[Study material — start]

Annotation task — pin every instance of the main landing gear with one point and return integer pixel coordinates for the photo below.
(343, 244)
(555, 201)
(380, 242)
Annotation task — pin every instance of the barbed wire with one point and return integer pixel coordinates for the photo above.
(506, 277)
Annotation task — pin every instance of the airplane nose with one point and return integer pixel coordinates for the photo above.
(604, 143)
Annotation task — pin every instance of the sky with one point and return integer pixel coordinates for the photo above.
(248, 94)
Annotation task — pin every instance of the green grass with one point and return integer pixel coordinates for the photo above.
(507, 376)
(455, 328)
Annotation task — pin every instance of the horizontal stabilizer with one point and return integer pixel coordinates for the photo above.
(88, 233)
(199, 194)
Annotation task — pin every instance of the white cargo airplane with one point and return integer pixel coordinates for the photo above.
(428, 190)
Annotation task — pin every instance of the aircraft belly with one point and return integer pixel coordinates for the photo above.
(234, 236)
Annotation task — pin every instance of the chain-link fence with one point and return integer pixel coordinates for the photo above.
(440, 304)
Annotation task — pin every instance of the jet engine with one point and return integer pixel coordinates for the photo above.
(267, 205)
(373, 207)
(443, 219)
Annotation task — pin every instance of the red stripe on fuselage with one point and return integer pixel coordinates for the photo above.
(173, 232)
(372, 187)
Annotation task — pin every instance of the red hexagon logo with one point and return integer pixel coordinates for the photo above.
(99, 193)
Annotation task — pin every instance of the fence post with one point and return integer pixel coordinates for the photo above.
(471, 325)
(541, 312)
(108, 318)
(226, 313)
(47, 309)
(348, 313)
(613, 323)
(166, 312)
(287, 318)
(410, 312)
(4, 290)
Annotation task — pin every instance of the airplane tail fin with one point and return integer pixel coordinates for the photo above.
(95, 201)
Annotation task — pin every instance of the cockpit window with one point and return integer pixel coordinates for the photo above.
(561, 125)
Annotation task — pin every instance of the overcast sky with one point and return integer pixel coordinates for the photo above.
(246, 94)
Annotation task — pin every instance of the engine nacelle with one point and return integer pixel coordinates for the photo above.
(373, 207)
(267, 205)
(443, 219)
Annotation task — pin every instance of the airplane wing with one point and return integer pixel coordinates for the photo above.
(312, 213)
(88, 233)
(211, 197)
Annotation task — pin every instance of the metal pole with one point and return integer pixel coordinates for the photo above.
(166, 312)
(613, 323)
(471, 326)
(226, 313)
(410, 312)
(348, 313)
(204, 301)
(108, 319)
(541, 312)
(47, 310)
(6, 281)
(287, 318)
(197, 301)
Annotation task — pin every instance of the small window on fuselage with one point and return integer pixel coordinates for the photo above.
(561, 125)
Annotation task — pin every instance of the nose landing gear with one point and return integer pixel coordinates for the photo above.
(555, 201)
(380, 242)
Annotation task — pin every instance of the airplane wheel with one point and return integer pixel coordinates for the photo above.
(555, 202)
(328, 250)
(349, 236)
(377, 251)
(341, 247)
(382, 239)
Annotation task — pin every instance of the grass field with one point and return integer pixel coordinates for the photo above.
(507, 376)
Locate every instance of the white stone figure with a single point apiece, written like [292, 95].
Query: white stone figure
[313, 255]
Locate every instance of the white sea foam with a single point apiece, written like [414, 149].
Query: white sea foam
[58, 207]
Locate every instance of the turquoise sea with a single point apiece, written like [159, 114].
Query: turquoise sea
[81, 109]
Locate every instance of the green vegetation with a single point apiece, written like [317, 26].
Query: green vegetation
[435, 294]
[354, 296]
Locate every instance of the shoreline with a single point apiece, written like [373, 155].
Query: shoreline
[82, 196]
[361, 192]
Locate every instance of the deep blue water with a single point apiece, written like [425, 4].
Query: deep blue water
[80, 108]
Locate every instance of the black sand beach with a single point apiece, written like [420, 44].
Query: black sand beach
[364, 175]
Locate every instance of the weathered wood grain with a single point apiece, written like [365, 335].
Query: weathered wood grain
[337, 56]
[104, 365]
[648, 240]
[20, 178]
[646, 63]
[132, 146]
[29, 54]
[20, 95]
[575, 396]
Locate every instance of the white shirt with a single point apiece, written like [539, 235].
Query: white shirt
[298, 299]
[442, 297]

[Study material — finish]

Activity: Everything in the listing above should be duplicated exactly.

Response area:
Annotation task — pin every instance of the main landing gear with one point and return integer pixel coordinates for the photo below.
(343, 244)
(555, 201)
(380, 242)
Annotation task — pin every instance of the barbed wire with one point and return integer pixel coordinates for the photo above.
(506, 277)
Annotation task — pin every instance of the airplane nose with one point and return integer pixel coordinates for the photo above.
(604, 143)
Annotation task — pin every instance of the sky with one point and return integer pixel coordinates for the photo above.
(248, 94)
Annotation task — pin every instance of the green grass with one point and return integer pixel coordinates for the photo above.
(507, 376)
(455, 328)
Annotation task — pin every instance of the horizontal stabilizer with one point and return integer pixel coordinates for the photo above.
(88, 233)
(199, 194)
Annotation task — pin every instance of the white cargo airplane with one point and return integer pixel coordinates for the photo above.
(428, 190)
Annotation task — pin every instance of the aircraft belly with one point and return integer pixel coordinates for the photo above.
(234, 236)
Annotation task — pin every instance of the chain-link fence with one point and return integer pixel coordinates for the photo above.
(440, 304)
Annotation task — pin every instance of the jet engine with one point and return integer pixel coordinates for the photo above.
(267, 205)
(373, 207)
(443, 219)
Annotation task — pin every instance of the red stripe on fuselage with one point and return integer pixel coordinates for the photo above.
(173, 232)
(372, 187)
Annotation task — pin every instance of the red hexagon logo with one point and return integer pixel coordinates for the photo above.
(99, 193)
Annotation task — pin every instance of the fence post with one point and return integer pixel coordinates for the photo above.
(471, 325)
(541, 312)
(108, 318)
(226, 313)
(47, 309)
(348, 313)
(613, 323)
(166, 312)
(287, 318)
(410, 312)
(4, 290)
Annotation task — pin every instance of the airplane tail fin with one point and return integer pixel coordinates for the photo above.
(95, 201)
Annotation task — pin every instance of the cockpit window with one point and return integer pixel coordinates for the photo above.
(561, 125)
Annotation task — pin every instance of the overcast sky with one point and return integer pixel coordinates for the photo above.
(246, 94)
Annotation task — pin every instance of the engine nacelle with one point and return integer pixel coordinates for the photo above.
(373, 207)
(267, 205)
(443, 219)
Annotation task — pin every instance of the airplane wing with one point and return integer pixel coordinates for the photo above.
(312, 213)
(88, 233)
(211, 197)
Annotation task — pin every instance of the metal pole with one point and return integer pixel coordinates for the photo above.
(166, 312)
(613, 323)
(471, 326)
(226, 313)
(410, 312)
(348, 313)
(204, 301)
(108, 319)
(541, 312)
(47, 310)
(6, 281)
(287, 318)
(197, 301)
Annotation task — pin every instance of the small window on fuselage with one point and return integer pixel coordinates for the photo above.
(561, 125)
Annotation task — pin every instance of the nose landing gear with one point and return integer pixel coordinates for the photo above.
(555, 201)
(380, 242)
Annotation task — pin every instance of the airplane wheel with one point and return integer pixel coordinates for the photo above.
(555, 202)
(328, 250)
(349, 236)
(377, 251)
(341, 247)
(382, 239)
Annotation task — pin every instance of the grass field with one point and return integer pixel coordinates for the photo above.
(507, 376)
Locate every instance of the white stone figure with a single point apiece, written like [292, 95].
Query: white stone figure
[313, 255]
Locate every instance of the white sea foam with a single point apiece, written like [414, 149].
Query: white sea foam
[58, 207]
Locate every instance of the turquoise sea with a single point apiece, written like [159, 114].
Query: turquoise sea
[81, 109]
Locate every instance of the green vegetation with a single point apiece, written like [317, 26].
Query: green vegetation
[435, 294]
[354, 296]
Locate every instance of the shoreline with a single point apiece, written like [373, 155].
Query: shoreline
[82, 196]
[361, 192]
Locate every instance of the deep blue water with a single point apiece, written like [425, 4].
Query: deep blue water
[80, 108]
Locate every instance of the black sand beach with a single point apiece, written like [420, 44].
Query: black sand beach
[364, 175]
Locate every instance of the weathered wood grain with a single point apiece, written like [365, 335].
Query: weathered wood grain
[337, 56]
[104, 365]
[648, 240]
[20, 178]
[646, 63]
[132, 146]
[29, 54]
[20, 95]
[575, 396]
Locate every instance of the white shirt with a single point apiece, written like [539, 235].
Query: white shirt
[298, 299]
[442, 297]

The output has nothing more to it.